#### Document extract:
To our best knowledge, this was the first study that used circular logic based on a large sample to create a prediction model for adolescent suicide attempt. We built our risk stratification model using the results from a recent meta-analysis15 and found that the combination of basic characteristics in daily life provided clinically relevant discrimination between those who had suicide attempts in the past year and those who have not. Replication of these findings and longitudinal research might be warranted, in order for the risk calculator to be used confidently by clinicians, teachers, friends and family members. The clinical application of the model presented in this study includes the development of websites or applications that can apply weights to this risk calculator. Furthermore, the provision of appropriate guidelines for screened suicide risk groups is needed for further studies. Nevertheless, this risk calculator can be a practical tool for assessing the risk for suicidal behaviour and for early interventions in adolescents with high suicidal risk.

#### Available data:
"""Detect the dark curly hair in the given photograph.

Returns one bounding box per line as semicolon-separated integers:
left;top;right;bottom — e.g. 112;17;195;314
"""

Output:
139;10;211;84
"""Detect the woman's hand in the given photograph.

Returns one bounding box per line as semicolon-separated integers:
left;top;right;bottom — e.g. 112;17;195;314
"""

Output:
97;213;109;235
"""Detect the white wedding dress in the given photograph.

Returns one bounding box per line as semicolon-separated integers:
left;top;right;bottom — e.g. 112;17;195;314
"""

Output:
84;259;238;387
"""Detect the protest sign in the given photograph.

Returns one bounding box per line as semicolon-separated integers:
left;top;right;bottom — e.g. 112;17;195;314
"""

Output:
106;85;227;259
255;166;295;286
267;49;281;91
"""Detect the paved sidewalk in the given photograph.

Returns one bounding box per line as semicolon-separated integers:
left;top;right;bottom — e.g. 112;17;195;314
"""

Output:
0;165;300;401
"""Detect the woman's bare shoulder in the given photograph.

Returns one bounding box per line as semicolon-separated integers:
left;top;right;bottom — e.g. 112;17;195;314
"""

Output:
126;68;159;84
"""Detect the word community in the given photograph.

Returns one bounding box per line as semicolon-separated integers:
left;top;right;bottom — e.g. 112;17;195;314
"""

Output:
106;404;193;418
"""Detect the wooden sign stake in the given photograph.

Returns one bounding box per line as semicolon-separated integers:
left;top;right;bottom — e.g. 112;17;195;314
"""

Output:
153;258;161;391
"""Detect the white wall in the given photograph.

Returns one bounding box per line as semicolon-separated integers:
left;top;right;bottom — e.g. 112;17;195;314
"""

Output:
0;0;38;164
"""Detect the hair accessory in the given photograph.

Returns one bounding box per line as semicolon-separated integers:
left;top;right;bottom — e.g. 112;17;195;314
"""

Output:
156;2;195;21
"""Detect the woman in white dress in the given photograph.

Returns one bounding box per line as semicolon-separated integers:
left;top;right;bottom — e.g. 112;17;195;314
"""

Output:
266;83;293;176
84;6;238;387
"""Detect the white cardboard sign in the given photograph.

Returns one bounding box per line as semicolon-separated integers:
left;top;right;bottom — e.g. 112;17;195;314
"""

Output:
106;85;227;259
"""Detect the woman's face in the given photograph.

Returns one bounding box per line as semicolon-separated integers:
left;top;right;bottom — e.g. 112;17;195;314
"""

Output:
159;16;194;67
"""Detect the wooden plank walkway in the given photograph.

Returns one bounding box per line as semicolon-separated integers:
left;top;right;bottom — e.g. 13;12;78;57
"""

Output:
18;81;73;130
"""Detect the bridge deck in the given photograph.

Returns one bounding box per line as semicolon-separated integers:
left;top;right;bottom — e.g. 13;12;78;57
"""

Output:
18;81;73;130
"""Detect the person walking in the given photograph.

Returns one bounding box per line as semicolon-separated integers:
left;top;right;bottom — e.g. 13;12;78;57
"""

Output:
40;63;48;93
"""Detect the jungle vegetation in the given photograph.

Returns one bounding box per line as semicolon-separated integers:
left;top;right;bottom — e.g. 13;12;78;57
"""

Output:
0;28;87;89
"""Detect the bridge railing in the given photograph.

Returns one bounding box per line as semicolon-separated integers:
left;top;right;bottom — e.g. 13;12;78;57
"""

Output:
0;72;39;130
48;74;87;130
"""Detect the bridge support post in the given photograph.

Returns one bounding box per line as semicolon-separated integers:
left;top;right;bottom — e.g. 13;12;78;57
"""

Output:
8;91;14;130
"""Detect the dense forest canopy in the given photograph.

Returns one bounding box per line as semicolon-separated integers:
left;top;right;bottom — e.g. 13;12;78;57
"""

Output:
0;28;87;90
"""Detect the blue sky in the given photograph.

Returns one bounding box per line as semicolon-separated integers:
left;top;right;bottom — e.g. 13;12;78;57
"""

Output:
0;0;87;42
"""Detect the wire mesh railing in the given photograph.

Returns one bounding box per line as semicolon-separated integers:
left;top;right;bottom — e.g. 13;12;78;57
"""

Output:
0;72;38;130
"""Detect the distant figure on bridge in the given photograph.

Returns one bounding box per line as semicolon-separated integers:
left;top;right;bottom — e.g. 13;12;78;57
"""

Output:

#### Problem 1:
In the passage on the adolescent suicide risk calculator, list every group of people who could use the calculator confidently once the findings are replicated.
#### Problem 2:
According to the passage on the adolescent suicide risk calculator, what did the authors use to build their risk stratification model?

#### Task solution 1:
Clinicians, teachers, friends, and family members.

#### Task solution 2:
They used the results from a recent meta-analysis.